● **EXERCISE**
Start at the first line of the material below and retype each line through the one containing "peeled hazelnut in the image above.", exactly.

● **DATA EXCERPTS**
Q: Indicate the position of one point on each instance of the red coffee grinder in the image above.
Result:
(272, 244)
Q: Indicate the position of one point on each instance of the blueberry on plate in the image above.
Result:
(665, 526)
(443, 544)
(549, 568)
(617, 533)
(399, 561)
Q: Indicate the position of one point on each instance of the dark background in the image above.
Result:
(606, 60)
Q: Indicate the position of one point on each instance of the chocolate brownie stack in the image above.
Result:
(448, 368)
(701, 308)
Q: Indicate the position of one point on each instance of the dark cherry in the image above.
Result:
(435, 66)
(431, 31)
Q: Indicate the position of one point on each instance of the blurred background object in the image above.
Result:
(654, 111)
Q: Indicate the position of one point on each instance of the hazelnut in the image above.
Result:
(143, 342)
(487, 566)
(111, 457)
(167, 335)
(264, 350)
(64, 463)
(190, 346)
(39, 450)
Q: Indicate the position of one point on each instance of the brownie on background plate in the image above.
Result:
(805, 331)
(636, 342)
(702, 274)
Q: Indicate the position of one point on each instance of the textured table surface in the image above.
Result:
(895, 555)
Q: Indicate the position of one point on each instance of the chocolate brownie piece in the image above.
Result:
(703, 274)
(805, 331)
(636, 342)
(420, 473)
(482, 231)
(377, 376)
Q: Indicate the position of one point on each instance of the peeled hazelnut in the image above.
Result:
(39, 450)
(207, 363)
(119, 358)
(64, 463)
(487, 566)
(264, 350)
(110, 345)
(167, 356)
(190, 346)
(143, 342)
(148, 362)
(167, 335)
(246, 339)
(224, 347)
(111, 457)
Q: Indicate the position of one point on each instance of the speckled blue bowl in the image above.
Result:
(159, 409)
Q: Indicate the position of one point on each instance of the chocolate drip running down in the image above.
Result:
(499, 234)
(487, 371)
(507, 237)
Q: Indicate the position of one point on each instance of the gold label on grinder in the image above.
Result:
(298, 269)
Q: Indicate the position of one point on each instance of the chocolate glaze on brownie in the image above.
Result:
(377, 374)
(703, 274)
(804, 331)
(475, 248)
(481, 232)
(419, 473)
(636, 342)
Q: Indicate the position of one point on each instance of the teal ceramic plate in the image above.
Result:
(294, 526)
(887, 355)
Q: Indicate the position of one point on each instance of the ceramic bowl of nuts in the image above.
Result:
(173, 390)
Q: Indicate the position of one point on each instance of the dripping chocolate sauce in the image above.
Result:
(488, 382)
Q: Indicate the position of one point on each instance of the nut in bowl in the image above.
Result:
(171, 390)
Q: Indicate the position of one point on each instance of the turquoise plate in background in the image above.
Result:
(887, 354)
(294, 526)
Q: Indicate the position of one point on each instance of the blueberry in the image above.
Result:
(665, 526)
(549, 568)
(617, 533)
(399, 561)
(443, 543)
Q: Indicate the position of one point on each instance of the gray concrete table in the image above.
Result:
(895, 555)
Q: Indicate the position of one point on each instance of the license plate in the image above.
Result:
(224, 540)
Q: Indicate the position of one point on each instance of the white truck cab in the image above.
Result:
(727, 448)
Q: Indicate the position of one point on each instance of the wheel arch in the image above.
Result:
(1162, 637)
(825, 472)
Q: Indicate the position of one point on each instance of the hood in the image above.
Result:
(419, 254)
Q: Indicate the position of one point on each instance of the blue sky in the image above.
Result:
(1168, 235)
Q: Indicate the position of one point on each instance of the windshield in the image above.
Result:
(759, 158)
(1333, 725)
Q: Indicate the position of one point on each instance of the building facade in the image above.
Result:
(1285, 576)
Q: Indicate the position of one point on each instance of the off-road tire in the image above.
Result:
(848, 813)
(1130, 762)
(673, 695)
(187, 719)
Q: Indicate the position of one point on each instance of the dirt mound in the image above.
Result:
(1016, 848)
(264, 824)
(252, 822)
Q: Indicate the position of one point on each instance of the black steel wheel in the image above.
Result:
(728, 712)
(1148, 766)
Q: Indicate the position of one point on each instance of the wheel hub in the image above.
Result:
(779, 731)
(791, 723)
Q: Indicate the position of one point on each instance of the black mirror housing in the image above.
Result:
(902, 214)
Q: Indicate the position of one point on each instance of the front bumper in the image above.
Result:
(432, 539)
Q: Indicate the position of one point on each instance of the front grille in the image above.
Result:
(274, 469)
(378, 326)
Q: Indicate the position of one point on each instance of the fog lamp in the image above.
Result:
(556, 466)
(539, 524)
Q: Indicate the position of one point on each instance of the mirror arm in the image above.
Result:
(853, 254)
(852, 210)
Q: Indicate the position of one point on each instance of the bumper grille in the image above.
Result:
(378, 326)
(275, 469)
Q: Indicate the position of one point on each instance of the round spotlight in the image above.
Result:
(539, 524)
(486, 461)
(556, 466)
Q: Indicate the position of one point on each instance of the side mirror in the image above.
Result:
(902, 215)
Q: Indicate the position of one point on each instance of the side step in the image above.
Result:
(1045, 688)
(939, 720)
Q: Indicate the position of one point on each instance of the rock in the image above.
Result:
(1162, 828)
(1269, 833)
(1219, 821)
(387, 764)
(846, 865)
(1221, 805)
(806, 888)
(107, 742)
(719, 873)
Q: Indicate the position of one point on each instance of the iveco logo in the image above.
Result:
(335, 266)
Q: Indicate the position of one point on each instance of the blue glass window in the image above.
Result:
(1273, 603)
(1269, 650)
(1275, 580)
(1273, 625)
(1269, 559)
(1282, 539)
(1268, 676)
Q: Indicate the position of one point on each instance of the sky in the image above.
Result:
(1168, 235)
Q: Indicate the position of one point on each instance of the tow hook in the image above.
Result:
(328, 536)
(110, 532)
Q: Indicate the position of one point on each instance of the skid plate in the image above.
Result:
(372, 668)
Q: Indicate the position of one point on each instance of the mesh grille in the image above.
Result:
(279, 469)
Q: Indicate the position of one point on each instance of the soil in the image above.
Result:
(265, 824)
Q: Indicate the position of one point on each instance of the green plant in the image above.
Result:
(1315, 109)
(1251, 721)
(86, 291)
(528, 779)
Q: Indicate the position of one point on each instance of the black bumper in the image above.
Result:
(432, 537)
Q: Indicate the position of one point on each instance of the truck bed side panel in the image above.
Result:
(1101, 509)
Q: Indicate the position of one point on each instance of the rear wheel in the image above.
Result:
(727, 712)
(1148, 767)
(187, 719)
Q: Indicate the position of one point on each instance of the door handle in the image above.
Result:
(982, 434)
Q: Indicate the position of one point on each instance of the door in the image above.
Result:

● **EXPECTED ANSWER**
Q: Indicate the position of one point on each instance of the red coffee grinder in the image above.
Result:
(272, 244)
Q: Indicate the position of one point on each instance of the blueberry on plate in the image above.
Result:
(665, 526)
(443, 544)
(549, 568)
(617, 533)
(399, 561)
Q: Indicate the position of one point on each instance of the dark background in the image above.
Result:
(606, 60)
Q: Indicate the position of one point on each instance of the chocolate brownie stack in the image above.
Result:
(448, 368)
(701, 308)
Q: Indicate the position of one point on each instance of the dark cherry in the image above.
Result:
(435, 66)
(431, 31)
Q: Indicate the position of one point on each instance of the blurred background object in the image above.
Result:
(654, 111)
Q: Indicate the position of one point on each instance of the hazelnut in the image above.
Result:
(143, 342)
(487, 566)
(111, 457)
(167, 335)
(264, 350)
(64, 463)
(190, 346)
(39, 450)
Q: Indicate the position of one point on each instance of the brownie on background plate in the image above.
Result:
(805, 331)
(636, 342)
(702, 274)
Q: Indicate the position of one point on each instance of the textured table surface in the image above.
Result:
(895, 555)
Q: Indicate the position of one point on each instance of the chocolate brownie piece in the image above.
Result:
(703, 274)
(805, 331)
(636, 342)
(420, 473)
(482, 231)
(377, 376)
Q: Indicate the position of one point on each instance of the peeled hazelnut in the image above.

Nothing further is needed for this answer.